══ Supplied text
The 35 tracks spanning the two CDs offer the listener plenty of excellent
material and all but one of the tracks are previously unreleased. The
standard of design is excellent and the set should have a broad appeal
to a wide audience extending far beyond those who have attended Sidmouth
over the years.
The focus of the set is weighted towards 'star names'. There is also a
bias towards meaty songs of social comment with powerful performances
including Ralph McTell's 'Pepper and Tomatoes', Vin Garbutt's ' City of
Angels' and Coope Boyes and Simpson's 'Jerusalem Revisited'. Some artists
contribute more than one track, which some might consider strange considering
the choice available given the breadth of the booking policy at Sidmouth,
but one bonus from this approach is that there are three top quality recordings
from Nic Jones.
════
══ Raw records
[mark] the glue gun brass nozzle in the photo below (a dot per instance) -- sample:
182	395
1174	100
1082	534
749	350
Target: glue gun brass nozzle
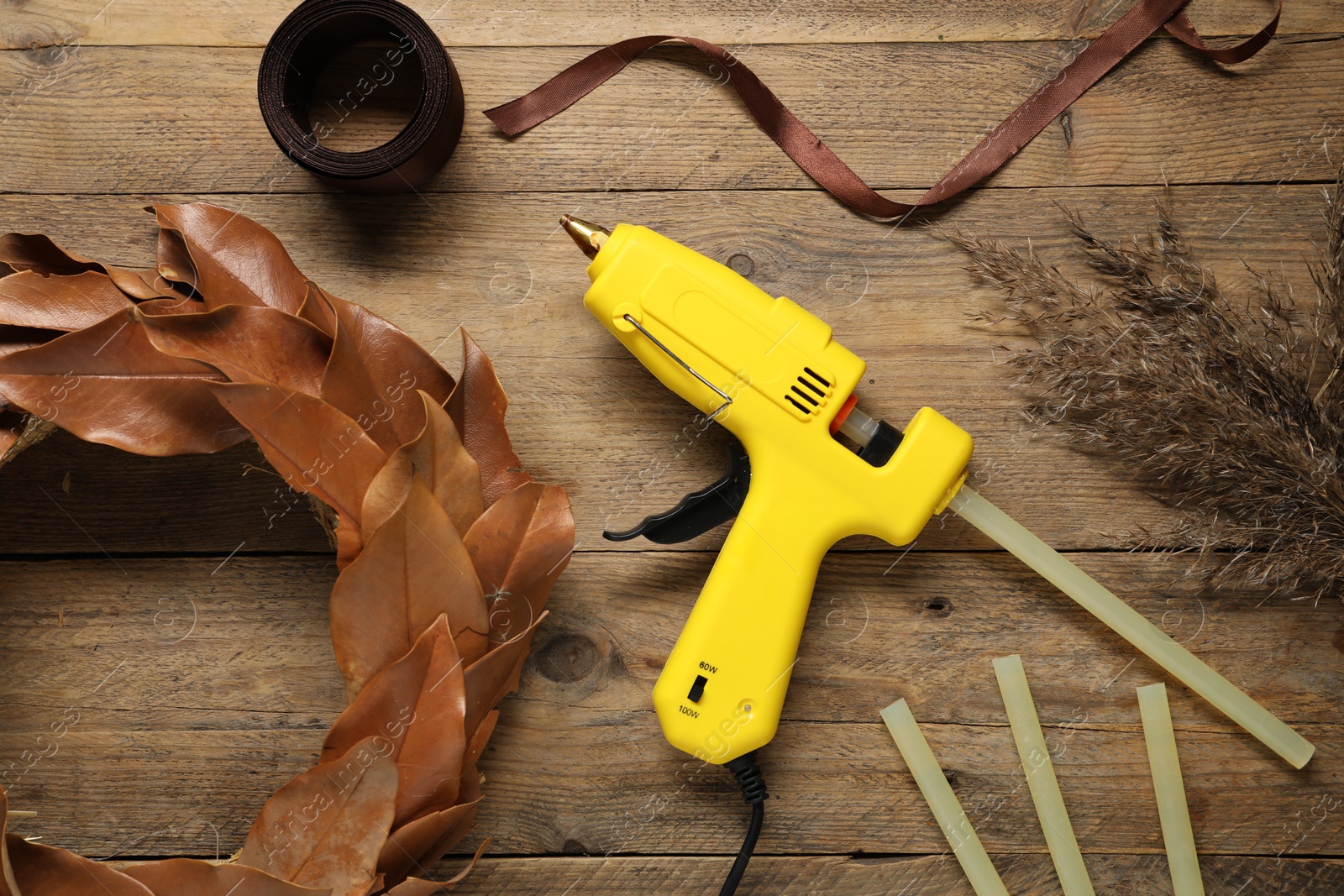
════
- [Aim 1] How many tracks does the review say the two CDs contain?
- [Aim 2] Please list every performer the review names.
- [Aim 3] Decide whether each statement agrees with the review, and back up each answer by quoting the words that decide it: (a) Every track in the set is previously unreleased. (b) The set includes three recordings from Nic Jones. (c) Each artist contributes only one track.

- [Solution 1] 35 tracks.

- [Solution 2] Ralph McTell, Vin Garbutt, Coope Boyes and Simpson, Nic Jones

- [Solution 3]
(a) No: "all but one of the tracks are previously unreleased"
(b) Yes: "there are three top quality recordings from Nic Jones"
(c) No: "Some artists contribute more than one track"